DESCRIPTION OF THE TASK:
From the first line of the entries through the line containing "pixel 433 427", inclusive, format every line as a numbered list and leave out blank lines.
╔══
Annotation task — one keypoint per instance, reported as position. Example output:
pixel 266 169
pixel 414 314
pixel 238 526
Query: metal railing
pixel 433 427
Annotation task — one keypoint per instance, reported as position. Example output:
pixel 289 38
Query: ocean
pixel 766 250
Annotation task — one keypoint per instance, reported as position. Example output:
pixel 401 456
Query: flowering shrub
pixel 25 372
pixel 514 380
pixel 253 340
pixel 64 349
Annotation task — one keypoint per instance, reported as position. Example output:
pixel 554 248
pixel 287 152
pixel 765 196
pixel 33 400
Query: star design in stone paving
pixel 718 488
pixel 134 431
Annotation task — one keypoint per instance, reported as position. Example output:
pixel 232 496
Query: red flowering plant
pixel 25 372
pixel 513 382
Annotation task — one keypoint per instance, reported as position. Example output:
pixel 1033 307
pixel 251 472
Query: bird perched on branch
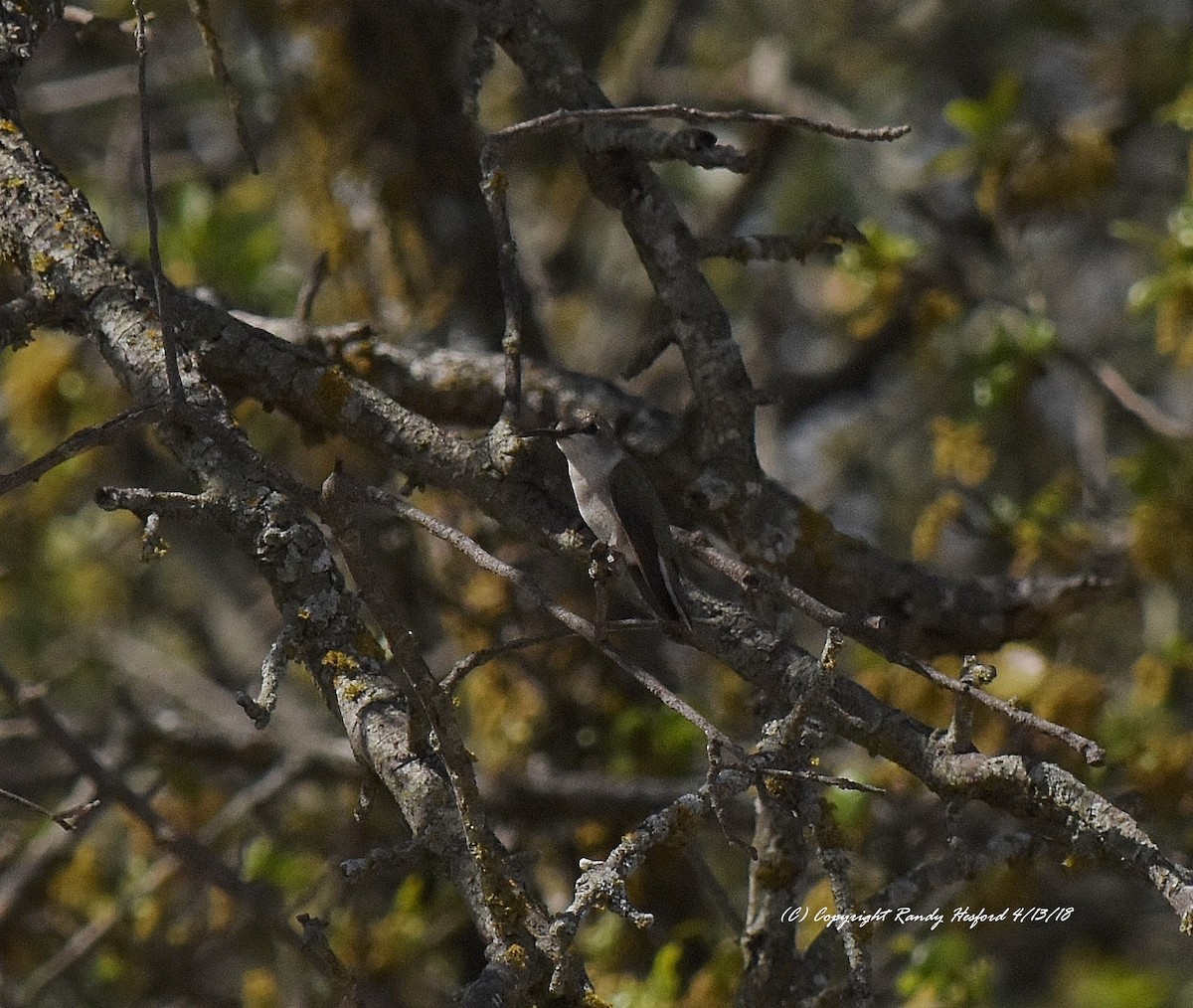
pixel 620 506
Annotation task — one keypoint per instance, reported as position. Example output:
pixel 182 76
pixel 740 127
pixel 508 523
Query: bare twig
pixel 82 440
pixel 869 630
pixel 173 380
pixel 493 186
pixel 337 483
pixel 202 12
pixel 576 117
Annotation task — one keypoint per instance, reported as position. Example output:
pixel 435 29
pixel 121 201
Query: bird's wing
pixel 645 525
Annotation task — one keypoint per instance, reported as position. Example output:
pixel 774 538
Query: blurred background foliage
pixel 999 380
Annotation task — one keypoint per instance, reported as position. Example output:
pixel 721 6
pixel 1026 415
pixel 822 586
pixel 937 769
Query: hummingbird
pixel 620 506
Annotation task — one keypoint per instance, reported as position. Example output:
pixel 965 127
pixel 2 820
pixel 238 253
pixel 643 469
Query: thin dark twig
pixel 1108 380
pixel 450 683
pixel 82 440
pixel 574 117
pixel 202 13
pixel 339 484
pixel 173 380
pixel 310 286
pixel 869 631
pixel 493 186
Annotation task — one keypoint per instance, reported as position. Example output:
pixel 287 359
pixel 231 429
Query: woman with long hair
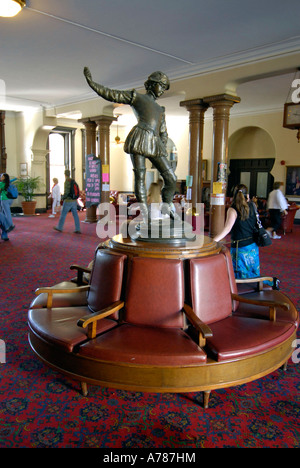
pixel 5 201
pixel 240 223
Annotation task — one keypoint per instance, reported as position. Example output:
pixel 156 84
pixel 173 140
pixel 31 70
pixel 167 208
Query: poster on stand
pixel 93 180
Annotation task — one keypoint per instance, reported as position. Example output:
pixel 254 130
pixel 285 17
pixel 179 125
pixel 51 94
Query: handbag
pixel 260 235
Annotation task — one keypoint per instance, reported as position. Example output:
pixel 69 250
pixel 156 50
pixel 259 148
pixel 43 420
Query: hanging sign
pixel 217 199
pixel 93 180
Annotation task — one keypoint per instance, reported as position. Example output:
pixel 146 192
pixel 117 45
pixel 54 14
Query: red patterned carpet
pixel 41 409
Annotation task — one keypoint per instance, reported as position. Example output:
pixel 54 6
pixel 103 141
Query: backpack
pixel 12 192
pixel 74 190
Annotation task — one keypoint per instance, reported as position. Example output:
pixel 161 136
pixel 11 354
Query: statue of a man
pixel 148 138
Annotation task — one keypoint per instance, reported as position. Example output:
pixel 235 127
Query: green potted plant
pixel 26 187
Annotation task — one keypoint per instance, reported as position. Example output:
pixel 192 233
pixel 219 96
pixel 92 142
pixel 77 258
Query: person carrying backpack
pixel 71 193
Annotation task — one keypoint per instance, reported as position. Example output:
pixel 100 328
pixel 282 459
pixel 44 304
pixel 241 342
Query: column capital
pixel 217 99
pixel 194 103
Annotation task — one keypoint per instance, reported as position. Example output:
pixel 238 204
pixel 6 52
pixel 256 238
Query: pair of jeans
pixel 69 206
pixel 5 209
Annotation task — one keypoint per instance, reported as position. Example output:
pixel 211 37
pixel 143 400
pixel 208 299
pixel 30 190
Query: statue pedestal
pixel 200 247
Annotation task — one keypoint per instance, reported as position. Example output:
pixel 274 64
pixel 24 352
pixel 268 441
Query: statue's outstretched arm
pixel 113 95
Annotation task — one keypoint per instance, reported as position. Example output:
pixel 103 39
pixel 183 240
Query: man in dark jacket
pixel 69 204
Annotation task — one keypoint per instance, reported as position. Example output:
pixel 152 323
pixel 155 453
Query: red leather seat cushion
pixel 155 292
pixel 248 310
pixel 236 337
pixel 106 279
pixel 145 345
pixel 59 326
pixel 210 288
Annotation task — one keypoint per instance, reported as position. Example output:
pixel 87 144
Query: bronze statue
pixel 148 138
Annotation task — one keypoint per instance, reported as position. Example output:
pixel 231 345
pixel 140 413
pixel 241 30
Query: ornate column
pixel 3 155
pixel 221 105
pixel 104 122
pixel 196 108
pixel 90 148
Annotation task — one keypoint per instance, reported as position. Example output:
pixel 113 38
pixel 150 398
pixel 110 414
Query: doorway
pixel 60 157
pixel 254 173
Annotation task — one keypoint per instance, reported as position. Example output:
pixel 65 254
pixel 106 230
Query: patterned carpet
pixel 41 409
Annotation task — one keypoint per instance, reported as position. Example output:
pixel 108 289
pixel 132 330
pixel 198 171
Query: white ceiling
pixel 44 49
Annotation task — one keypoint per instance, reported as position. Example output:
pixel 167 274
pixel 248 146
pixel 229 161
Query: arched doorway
╚══
COMPLETE OUTPUT:
1. Annotation task — one keypoint per instance, reported as position. Example output:
2. pixel 266 169
3. pixel 414 314
4. pixel 238 526
5. Query: metal railing
6. pixel 433 427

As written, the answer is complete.